Passage provided =
◆ ◆ ◆ ◆ ◆ ◆ ◆

When I think back on various people I have known, both in life and in literature—for yes, we readers have invisible friends—I believe many would line up under one banner or the other, the iambic types and the trochaic types.

The trochees are direct and obvious in their life and attitudes: slam-dunk, there-you-are, and sometimes in-your-face characters. For them, life is simple and unquestioned. Hit the ground running. Take the shot. Make your move. Accept the facts as they are presented. This might mean they sometimes jump to conclusions and precipitate hostilities that might better be avoided. But so be it. They also tend to win gun battles and, through their decisiveness and audacity, get the biggest piece of cake.

◆ ◆ ◆ ◆ ◆ ◆ ◆

Recorded information =
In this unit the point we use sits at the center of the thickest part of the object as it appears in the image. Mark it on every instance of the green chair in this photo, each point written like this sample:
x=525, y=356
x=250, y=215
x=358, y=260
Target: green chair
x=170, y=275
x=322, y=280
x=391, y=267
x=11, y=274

◆ ◆ ◆ ◆ ◆ ◆ ◆

Required work =
1 > For each statement below, decide whether it agrees with the passage about iambic and trochaic types of people, answering yes or no and quoting the deciding words of the passage. (a) Trochaic types accept facts as they are presented. (b) Trochaic types take care to avoid hostilities. (c) The writer says that readers have invisible friends.
2 > Carry on the passage about iambic and trochaic types of people, beginning after its final sentence.
The entries have no connection to the passage about iambic and trochaic types of people.

Task results =
1 >
(a) Yes: "Accept the facts as they are presented."
(b) No: "This might mean they sometimes jump to conclusions and precipitate hostilities that might better be avoided."
(c) Yes: "for yes, we readers have invisible friends"

2 >
The iambs are more subtle and reasonable in their approaches: on-second-thought, but-what-about?, and sometimes oh-let’s-not! characters. For them, life is complex and full of questions. Pick and choose. Consider all the angles. Try to understand. Examine the facts before accepting them. This might mean they sometimes miss out on the best items in a holiday sale and fail to stand up to bullies. But they also win chess games by seeing three or four moves ahead and, through their thoughtful and sensitive natures, savor the piece of cake they do finally get.

Which personality is better? That depends on the circumstances. A trochee makes a good soldier and a competent administrator of complex systems that resolve into obvious patterns, like running a railroad or an electric-power grid. These are activities where the hesitations and second thoughts of an iamb can cause no end of trouble. But you don’t want a trochee for a military strategist or judge in a court of law. Those are activities where critical examination, questions, and playing three or four moves out are more reliable. Which makes the better and more lasting friend? That depends on whether your taste runs to playing football with its rough-and-tumble, block and tackle, or fencing with its subtle weave of parries and ripostes while respecting an opponent’s personal space. One kind is good at playing poker, the other tends to play bridge.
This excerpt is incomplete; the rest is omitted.